* TASK DESCRIPTION *
In the text below on the Jellyfish Nebula, retype word for word the passage from "The Jellyfish Nebula" up to and including "glows in X-rays.".

* DOCUMENT TEXT *
++++++++++
17 January 2017 | Jellyfish Nebula in Hα

IC 443 Ian Aiken

Credit & copyright: Ian Aiken | Click image to enlarge

Image Data
  • Date: December 2016
  • Location: Sunderland, UK
  • Camera: Atik 460EXM
  • Optics: TS 100Q APO
  • Mount: EQ8
  • Filters: Ha

The Jellyfish Nebula (also known as IC 443 and Sh2-248) is a large supernova remnant of some 70 light-years across that lies near the star Eta Geminorum, roughly 5,000 light-years away from Earth in the constellation of Gemini (aka the Twins, Castor & Pollux).

A supernova occurs when a star explodes in the final phase of its life. After some supernova explosions, when a massive star – more than 8 and below about 20 solar masses – collapses and becomes so dense that protons and electrons squish together to form neutrons, there remains a small, ultra-dense neutron star. The explosion throws a large cloud of dust and hot gas into space surrounding the neutron star. When this slams into the existing interstellar medium, it heats up so much it glows in X-rays.
++++++++++
* DATASET EXCERPTS *
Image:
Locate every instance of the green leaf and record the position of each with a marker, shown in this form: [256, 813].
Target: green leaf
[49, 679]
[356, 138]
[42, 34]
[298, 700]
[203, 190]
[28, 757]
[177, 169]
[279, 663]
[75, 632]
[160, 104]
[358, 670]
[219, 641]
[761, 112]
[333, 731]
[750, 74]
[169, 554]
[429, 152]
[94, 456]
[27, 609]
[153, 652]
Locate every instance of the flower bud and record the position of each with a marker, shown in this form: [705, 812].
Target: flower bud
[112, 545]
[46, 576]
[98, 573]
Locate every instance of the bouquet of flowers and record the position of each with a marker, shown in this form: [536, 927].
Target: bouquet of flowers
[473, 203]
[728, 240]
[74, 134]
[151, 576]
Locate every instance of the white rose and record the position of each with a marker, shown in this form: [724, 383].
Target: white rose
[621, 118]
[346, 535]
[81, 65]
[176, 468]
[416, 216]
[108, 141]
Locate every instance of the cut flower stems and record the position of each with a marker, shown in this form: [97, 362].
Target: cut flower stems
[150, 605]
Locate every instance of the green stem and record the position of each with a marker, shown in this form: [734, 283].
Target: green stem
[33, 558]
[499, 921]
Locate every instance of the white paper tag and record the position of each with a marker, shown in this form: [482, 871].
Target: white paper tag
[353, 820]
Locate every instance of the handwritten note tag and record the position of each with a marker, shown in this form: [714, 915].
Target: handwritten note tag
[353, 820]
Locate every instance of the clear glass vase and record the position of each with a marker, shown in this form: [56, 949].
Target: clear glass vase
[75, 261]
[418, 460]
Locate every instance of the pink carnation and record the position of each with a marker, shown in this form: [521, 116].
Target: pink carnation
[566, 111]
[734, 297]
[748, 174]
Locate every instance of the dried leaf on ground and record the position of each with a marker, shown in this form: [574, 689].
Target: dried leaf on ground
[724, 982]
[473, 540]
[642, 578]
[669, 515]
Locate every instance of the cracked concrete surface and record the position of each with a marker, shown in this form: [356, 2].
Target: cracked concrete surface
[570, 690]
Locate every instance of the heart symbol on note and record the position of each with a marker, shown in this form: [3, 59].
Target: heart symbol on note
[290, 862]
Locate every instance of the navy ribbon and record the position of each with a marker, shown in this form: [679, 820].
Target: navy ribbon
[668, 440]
++++++++++
* ANSWER TO THE EXERCISE *
The Jellyfish Nebula (also known as IC 443 and Sh2-248) is a large supernova remnant of some 70 light-years across that lies near the star Eta Geminorum, roughly 5,000 light-years away from Earth in the constellation of Gemini (aka the Twins, Castor & Pollux).

A supernova occurs when a star explodes in the final phase of its life. After some supernova explosions, when a massive star – more than 8 and below about 20 solar masses – collapses and becomes so dense that protons and electrons squish together to form neutrons, there remains a small, ultra-dense neutron star. The explosion throws a large cloud of dust and hot gas into space surrounding the neutron star. When this slams into the existing interstellar medium, it heats up so much it glows in X-rays.